Source data
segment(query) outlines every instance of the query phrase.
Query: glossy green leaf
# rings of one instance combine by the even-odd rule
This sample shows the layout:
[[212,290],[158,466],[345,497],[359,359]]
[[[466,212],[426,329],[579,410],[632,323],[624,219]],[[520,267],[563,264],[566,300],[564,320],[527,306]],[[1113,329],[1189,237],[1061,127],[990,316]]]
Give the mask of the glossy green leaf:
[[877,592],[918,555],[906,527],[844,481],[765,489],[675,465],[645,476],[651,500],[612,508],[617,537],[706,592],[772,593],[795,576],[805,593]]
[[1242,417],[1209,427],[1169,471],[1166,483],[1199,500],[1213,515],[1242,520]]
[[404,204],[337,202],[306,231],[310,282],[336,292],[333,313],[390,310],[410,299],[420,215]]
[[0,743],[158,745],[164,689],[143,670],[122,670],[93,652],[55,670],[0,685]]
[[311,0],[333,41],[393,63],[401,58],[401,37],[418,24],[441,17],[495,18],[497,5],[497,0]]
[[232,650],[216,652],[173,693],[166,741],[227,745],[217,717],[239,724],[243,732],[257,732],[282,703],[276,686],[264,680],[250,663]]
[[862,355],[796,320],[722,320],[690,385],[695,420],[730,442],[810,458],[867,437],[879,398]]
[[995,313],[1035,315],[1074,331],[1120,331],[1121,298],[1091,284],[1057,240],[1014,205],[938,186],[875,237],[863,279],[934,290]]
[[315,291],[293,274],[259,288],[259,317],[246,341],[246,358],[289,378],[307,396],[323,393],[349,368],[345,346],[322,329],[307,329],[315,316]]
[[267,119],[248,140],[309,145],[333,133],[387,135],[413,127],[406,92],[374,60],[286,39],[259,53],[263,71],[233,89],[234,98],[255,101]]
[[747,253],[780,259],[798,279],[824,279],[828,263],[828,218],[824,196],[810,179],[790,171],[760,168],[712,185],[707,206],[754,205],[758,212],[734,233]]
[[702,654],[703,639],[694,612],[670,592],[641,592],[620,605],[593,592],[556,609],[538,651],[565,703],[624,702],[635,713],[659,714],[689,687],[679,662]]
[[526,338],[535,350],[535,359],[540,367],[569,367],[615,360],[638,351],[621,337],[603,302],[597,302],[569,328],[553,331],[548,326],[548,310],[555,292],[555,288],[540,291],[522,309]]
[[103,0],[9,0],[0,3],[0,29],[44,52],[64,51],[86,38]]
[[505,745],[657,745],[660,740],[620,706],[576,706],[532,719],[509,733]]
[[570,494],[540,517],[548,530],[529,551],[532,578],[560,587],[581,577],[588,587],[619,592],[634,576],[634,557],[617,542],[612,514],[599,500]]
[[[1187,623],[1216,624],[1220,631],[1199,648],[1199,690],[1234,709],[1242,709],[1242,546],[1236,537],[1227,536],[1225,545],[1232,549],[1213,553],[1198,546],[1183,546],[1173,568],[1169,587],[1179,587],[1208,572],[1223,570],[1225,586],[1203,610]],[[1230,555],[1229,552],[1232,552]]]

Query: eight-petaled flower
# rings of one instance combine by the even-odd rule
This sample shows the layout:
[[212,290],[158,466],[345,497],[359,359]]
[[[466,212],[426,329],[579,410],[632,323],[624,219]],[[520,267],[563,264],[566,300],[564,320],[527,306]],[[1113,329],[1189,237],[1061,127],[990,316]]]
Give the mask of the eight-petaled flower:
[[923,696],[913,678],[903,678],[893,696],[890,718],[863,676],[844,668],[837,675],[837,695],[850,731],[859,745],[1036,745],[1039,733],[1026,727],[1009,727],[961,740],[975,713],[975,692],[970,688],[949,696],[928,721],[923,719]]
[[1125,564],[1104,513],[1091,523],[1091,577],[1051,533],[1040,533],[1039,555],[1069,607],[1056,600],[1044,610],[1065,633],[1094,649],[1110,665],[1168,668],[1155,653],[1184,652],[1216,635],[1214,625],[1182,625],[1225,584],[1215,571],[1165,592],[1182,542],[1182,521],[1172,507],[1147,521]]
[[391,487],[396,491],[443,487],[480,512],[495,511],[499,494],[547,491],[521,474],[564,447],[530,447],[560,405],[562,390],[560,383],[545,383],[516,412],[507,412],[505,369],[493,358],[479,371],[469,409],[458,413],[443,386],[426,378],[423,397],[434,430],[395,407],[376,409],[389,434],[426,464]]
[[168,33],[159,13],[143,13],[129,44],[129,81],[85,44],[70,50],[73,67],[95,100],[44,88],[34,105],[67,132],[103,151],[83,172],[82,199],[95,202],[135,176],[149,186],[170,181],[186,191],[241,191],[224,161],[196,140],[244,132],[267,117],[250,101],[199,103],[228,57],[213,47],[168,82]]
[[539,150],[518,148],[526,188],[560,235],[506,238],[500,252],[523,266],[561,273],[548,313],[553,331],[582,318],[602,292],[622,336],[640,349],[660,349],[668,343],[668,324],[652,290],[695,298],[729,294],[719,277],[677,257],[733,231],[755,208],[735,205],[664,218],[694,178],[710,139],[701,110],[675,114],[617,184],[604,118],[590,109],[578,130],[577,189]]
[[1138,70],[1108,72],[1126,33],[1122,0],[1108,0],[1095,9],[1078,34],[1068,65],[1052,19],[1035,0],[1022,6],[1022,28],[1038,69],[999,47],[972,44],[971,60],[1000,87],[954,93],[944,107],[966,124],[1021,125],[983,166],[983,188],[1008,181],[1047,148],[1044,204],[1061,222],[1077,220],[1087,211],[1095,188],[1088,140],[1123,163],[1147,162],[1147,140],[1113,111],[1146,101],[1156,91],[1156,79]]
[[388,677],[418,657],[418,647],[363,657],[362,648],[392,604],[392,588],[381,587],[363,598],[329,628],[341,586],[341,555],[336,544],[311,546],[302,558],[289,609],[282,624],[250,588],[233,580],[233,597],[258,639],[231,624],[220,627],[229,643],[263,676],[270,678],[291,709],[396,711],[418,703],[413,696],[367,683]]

Work item: The records above should be restated word for word in their entirety.

Task answer:
segment(query) outlines every instance of the query phrase.
Query: glossy green leaf
# rings of one instance combine by the even-odd rule
This sample shows the layout:
[[212,290],[158,466],[345,497],[359,359]]
[[[466,212],[426,329],[579,410],[632,323],[624,219]],[[520,267],[563,264],[566,300],[564,320],[527,306]],[[1113,329],[1189,237],[1061,127],[990,316]]]
Give the mask of the glossy green leaf:
[[877,592],[918,555],[906,527],[844,481],[765,489],[675,465],[645,476],[651,500],[612,508],[617,537],[706,592],[772,593],[795,576],[805,593]]
[[1242,417],[1209,427],[1169,471],[1166,483],[1199,500],[1213,515],[1242,520]]
[[404,204],[337,202],[306,231],[310,282],[336,292],[333,313],[390,310],[410,299],[420,215]]
[[0,743],[158,745],[164,689],[143,670],[122,670],[93,652],[55,670],[0,685]]
[[311,0],[333,41],[393,63],[401,58],[401,37],[418,24],[441,17],[495,18],[497,5],[497,0]]
[[232,650],[216,652],[173,693],[166,741],[227,745],[217,717],[239,724],[243,732],[257,732],[282,703],[276,686],[264,680],[250,663]]
[[862,355],[796,320],[722,320],[690,385],[695,420],[730,442],[810,458],[867,437],[879,398]]
[[995,313],[1035,315],[1074,331],[1120,331],[1121,298],[1091,284],[1057,240],[1014,205],[938,186],[875,237],[863,279],[934,290]]
[[315,291],[293,274],[259,288],[259,317],[246,341],[246,358],[289,378],[307,396],[323,393],[349,368],[345,346],[322,329],[307,329],[315,316]]
[[267,119],[248,140],[309,145],[333,133],[387,135],[413,127],[406,92],[374,60],[286,39],[259,53],[263,71],[233,89],[234,98],[255,101]]
[[747,253],[780,259],[798,279],[824,279],[828,263],[828,218],[824,196],[810,179],[790,171],[760,168],[712,185],[707,206],[754,205],[758,212],[734,233]]
[[702,654],[703,639],[694,612],[670,592],[641,592],[620,605],[593,592],[556,609],[538,651],[565,703],[624,702],[635,713],[659,714],[689,687],[679,662]]
[[526,338],[535,350],[535,359],[540,367],[569,367],[615,360],[638,351],[621,337],[603,302],[597,302],[569,328],[553,331],[548,326],[548,310],[555,292],[555,288],[540,291],[522,309]]
[[103,0],[9,0],[0,3],[0,29],[44,52],[64,51],[86,38]]
[[505,745],[657,745],[660,740],[620,706],[576,706],[532,719],[509,733]]
[[570,494],[540,517],[548,530],[529,551],[532,578],[560,587],[581,577],[588,587],[619,592],[634,576],[634,557],[617,542],[612,514],[599,500]]
[[[1187,623],[1216,624],[1220,631],[1199,648],[1199,690],[1234,709],[1242,709],[1242,546],[1236,537],[1227,536],[1225,545],[1232,549],[1213,553],[1198,546],[1183,546],[1173,568],[1169,587],[1179,587],[1208,572],[1223,570],[1225,586],[1203,610]],[[1230,555],[1229,552],[1232,552]]]

Query: eight-petaled flower
# rings of one instance combine by the even-odd rule
This sample shows the layout:
[[212,290],[158,466],[345,497],[359,359]]
[[[466,212],[426,329],[579,410],[632,323],[624,219]],[[520,267],[563,264],[566,300],[564,320],[527,306]],[[1113,329],[1189,237],[1061,127],[990,316]]]
Give the mask of the eight-petaled flower:
[[923,696],[913,678],[903,678],[893,696],[890,718],[863,676],[844,668],[837,675],[837,695],[850,731],[859,745],[1036,745],[1039,733],[1026,727],[1009,727],[961,740],[975,713],[975,692],[970,688],[949,696],[928,721],[923,719]]
[[1125,564],[1104,513],[1091,523],[1091,577],[1051,533],[1040,533],[1039,555],[1069,607],[1056,600],[1044,610],[1065,633],[1094,649],[1110,665],[1168,668],[1155,653],[1184,652],[1216,635],[1214,625],[1182,625],[1225,584],[1215,571],[1165,592],[1182,542],[1182,521],[1172,507],[1147,521]]
[[391,487],[396,491],[443,487],[480,512],[495,511],[499,494],[547,491],[521,474],[564,447],[530,447],[560,405],[562,390],[560,383],[545,383],[516,412],[507,412],[505,369],[493,358],[479,371],[469,409],[458,413],[443,386],[426,378],[423,397],[434,430],[395,407],[376,409],[389,434],[426,464]]
[[168,33],[159,13],[143,13],[129,44],[129,81],[85,44],[70,50],[73,67],[95,100],[44,88],[34,105],[67,132],[103,151],[83,172],[82,199],[95,202],[135,176],[149,186],[170,181],[186,191],[241,191],[224,161],[196,140],[244,132],[267,117],[250,101],[199,103],[228,57],[213,47],[168,82]]
[[539,150],[518,148],[526,188],[560,235],[506,238],[500,252],[523,266],[561,273],[548,313],[553,331],[582,318],[602,292],[622,336],[640,349],[660,349],[668,343],[668,324],[652,290],[695,298],[729,294],[719,277],[677,257],[733,231],[755,208],[735,205],[664,218],[694,178],[710,139],[701,110],[675,114],[617,184],[604,118],[590,109],[578,130],[577,189]]
[[1138,70],[1108,72],[1126,33],[1122,0],[1108,0],[1095,9],[1078,34],[1068,65],[1052,19],[1035,0],[1022,6],[1022,28],[1038,69],[999,47],[972,44],[971,60],[1000,87],[954,93],[944,107],[966,124],[1021,125],[983,166],[983,188],[1008,181],[1047,148],[1044,204],[1061,222],[1077,220],[1087,211],[1095,188],[1088,140],[1123,163],[1147,162],[1147,140],[1113,111],[1146,101],[1156,91],[1156,79]]
[[388,677],[418,657],[418,647],[363,657],[362,648],[392,604],[392,588],[381,587],[363,598],[329,628],[341,586],[341,555],[336,544],[311,546],[302,558],[289,609],[282,624],[250,588],[233,580],[233,597],[258,639],[231,624],[220,627],[229,643],[263,676],[270,678],[291,709],[396,711],[418,703],[413,696],[367,683]]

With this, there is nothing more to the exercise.